Only the pictures are dropped. Restate each line below word for word.

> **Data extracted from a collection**
_____

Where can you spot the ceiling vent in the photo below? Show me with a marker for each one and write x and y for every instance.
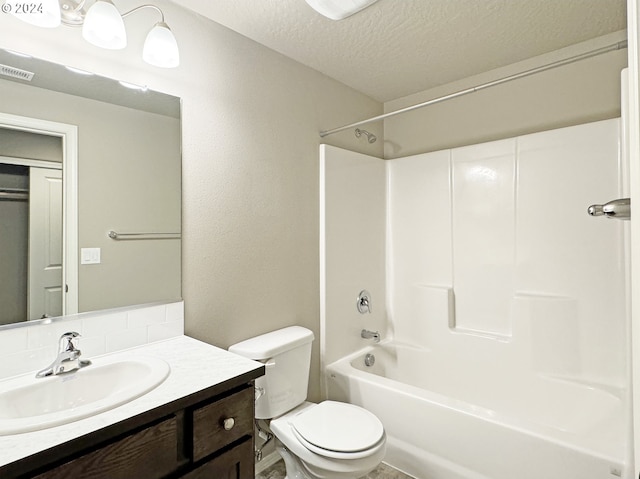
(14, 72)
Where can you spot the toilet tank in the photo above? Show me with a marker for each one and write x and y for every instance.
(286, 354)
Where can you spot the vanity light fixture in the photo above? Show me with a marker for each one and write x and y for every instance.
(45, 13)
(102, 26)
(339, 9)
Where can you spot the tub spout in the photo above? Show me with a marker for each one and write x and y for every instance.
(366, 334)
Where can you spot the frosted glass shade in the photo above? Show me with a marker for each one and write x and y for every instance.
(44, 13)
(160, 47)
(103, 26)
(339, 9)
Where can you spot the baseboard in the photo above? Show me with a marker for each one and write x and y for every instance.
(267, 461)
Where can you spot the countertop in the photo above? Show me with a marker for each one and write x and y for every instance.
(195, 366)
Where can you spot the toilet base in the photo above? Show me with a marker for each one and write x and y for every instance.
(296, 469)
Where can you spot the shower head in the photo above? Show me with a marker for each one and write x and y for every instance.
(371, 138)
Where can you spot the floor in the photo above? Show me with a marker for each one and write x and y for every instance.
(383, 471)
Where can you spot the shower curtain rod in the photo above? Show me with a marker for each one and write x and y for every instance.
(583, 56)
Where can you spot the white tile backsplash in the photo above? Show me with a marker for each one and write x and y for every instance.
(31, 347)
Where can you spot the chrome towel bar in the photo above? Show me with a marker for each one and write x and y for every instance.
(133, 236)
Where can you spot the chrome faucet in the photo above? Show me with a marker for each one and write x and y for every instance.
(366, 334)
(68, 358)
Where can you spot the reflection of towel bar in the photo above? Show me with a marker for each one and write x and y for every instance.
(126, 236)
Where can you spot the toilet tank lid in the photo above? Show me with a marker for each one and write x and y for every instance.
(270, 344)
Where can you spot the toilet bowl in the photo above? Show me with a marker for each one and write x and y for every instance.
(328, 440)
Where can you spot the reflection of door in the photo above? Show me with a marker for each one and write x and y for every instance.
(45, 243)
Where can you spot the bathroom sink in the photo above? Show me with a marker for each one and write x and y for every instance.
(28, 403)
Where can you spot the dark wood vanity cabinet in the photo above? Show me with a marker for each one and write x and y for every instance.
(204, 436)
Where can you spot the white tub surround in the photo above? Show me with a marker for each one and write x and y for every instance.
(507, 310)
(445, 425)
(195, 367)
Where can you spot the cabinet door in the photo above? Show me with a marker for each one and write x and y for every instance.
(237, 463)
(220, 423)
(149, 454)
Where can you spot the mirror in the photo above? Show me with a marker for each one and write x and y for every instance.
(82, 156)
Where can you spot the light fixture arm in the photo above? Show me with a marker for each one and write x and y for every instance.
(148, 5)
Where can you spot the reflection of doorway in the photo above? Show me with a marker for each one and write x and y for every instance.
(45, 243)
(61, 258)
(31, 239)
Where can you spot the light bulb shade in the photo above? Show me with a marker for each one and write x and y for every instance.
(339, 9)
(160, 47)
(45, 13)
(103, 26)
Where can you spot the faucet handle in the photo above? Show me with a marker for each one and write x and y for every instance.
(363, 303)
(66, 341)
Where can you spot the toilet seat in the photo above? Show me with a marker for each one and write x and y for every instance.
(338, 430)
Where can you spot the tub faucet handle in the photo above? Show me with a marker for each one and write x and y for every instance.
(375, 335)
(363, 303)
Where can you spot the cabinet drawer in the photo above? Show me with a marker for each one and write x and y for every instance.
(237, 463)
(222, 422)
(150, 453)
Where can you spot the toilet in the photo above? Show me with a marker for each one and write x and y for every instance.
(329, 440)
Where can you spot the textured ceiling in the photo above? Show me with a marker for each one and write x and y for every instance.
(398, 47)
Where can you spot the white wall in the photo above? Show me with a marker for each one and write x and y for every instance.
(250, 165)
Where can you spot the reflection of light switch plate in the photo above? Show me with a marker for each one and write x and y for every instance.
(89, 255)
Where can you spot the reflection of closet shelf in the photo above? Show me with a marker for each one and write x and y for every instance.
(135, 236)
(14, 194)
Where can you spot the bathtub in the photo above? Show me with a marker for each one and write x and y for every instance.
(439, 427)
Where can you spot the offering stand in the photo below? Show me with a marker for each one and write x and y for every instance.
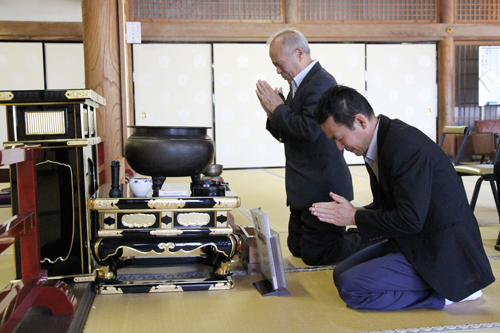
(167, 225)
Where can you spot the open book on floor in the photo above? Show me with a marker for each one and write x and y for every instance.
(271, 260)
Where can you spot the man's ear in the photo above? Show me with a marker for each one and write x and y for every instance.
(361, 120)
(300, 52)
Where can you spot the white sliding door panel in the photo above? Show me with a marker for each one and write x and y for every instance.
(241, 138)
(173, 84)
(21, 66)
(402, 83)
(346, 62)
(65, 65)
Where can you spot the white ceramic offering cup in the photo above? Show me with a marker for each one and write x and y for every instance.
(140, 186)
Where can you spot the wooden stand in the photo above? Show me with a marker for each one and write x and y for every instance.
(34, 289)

_____

> **WORKED SOLUTION**
Where can you spot the ceiling vent in the photo below? Show me with a marker for each one and write x and y for every instance.
(14, 72)
Where can you spot the toilet tank in the photo above? Show me with a marker for each one and write x and y for every instance.
(286, 354)
Where can you spot the vanity light fixture in the photo above? Show me with a marker for each one and write x and y for every instance.
(45, 13)
(102, 26)
(339, 9)
Where can you spot the tub spout in the photo above? Show me with a marker for each one and write x and y for every instance.
(366, 334)
Where can you spot the frosted glass shade in the photo above? Show me with a marker for each one and write x and y for every instance.
(44, 13)
(160, 47)
(103, 26)
(339, 9)
Where can you spot the baseboard in the photo above? Show me with a marker for each one and write x and y for every instance.
(267, 461)
Where can you spot the countertop in the photo above? Show me with a marker for each one and write x and y for every instance.
(195, 366)
Where can you spot the toilet base in the photo above? Show me with a marker for each one and write x and y for every instance.
(296, 469)
Where can you spot the shower head in the photo above? Show me with a marker for each one and write x and y for every instance.
(371, 138)
Where can you spot the floor in the photo above? Show me with a marker for each one and write x and y for every instance.
(383, 471)
Where can you spot the shower curtain rod in the photo above? Show me with a marker for each one and write x and y for every instance.
(583, 56)
Where can you spot the white tile backsplash in the photo above? Show me with a marker for each one and write x and y for every instance.
(31, 347)
Where can you spot the chrome towel bar in the photo above? Show me with a marker for each one and write x and y for every instance.
(133, 236)
Where can you spot the chrome faucet in the photo above? Show me with a marker for each one and write x and y for every instance.
(366, 334)
(68, 358)
Where can you spot the reflection of towel bar in the photo above? Show me with a marker for each one and write x and y for every instance.
(126, 236)
Where can you spot the toilet tank lid in the photo above? Show me with a marker for each one and write x and y for every instance.
(270, 344)
Where can you spot the toilet bowl in the photo above? Show me with a marker for each one and write x and y for every instance.
(328, 440)
Where can you spot the reflection of door in the photo above? Show me with a marker for each one and write x and y for every instance.
(45, 243)
Where can you spot the bathroom sink in the photo above? Show me with a marker for each one and write x and y for every instance.
(28, 403)
Where can you spot the dark wood vanity cabinet in the photo above? Show me with a marker for each one and write x and y for every instance.
(204, 436)
Where can you spot the white tub surround in the photo above? Show me with a marker for each one and write x and y for every instance.
(507, 310)
(445, 425)
(195, 367)
Where can you spot the cabinet door in the photo above? Show me with a marker for each one and write x and y for every instance.
(237, 463)
(220, 423)
(149, 454)
Where can you spot the mirror in the photo above? Show me with a marker for each one and write x and y for every instance.
(82, 156)
Where can you spot the light fixture arm in the photo above? Show me with a marker for each one and write x and y for every instance.
(148, 5)
Where can you spot the reflection of doorway in the photo above? Show me with a marker for each one and write x and y for every instance.
(45, 243)
(61, 258)
(31, 239)
Where can you spot the light bulb shade in the photo above? Show me with a marker for each one and write x and y for every instance.
(339, 9)
(160, 47)
(45, 13)
(103, 26)
Where can you spot the faucet handle in the photo above? Show me with a marker for each one and write x and y for every instance.
(363, 303)
(66, 341)
Where can you spot the toilet seat in the photo above? Show me with a marker for each one and write x and y for every instance.
(338, 430)
Where can you spot the tub faucet handle in the photo above? Show me with a marker for each one and write x and y for every instance.
(375, 335)
(363, 303)
Where can you spot the cabinet drawer in the photo above? Show me with a marker for each one and write x and y for every instance.
(237, 463)
(222, 422)
(150, 453)
Where can you spot the toilet in the photo above? Show me with a marker for each one and write x and y for every instance.
(329, 440)
Where can you spot the textured ceiling in the photo above? Show me with a marker for each one and write x and y for every instance.
(398, 47)
Where can you spot the white wall in the photo above? Show me with a marker for each one and write x and y for every instance.
(250, 165)
Where can you spot the reflection of light switch plate in the photo above? Show me with a marker for each one and write x and y for every instance.
(89, 255)
Where can you spot the reflection of closet shelf in the photo above? Show me with a marker for each one and write x and y for every instance.
(135, 236)
(14, 194)
Where can you spot the bathtub in the photo above? Show me with a marker for each one and write x and y for every instance.
(439, 427)
Where can you spot the offering stand in the photo below? Show me with a marker for each one and write x and y for every instance.
(167, 225)
Where can you spot the open book on floor in the photo above? Show me with a marker for each one and write x and y for every instance.
(271, 260)
Where can you spot the man's ear in the photo above? Show me with a marker for each one and write x and y for every instance.
(361, 120)
(300, 52)
Where can you spot the white sliding door panel in the photo above? Show me with a marker for each one and write x and y for every instance.
(241, 138)
(173, 84)
(21, 66)
(402, 83)
(346, 62)
(65, 65)
Where can you spot the white ceramic offering cup in the photo above? Show me with a marker for each one and write x and y for every instance.
(140, 186)
Where can you spot the wooden stand in the photo above? Show me with a marker for each one and write x and y for every instance.
(34, 289)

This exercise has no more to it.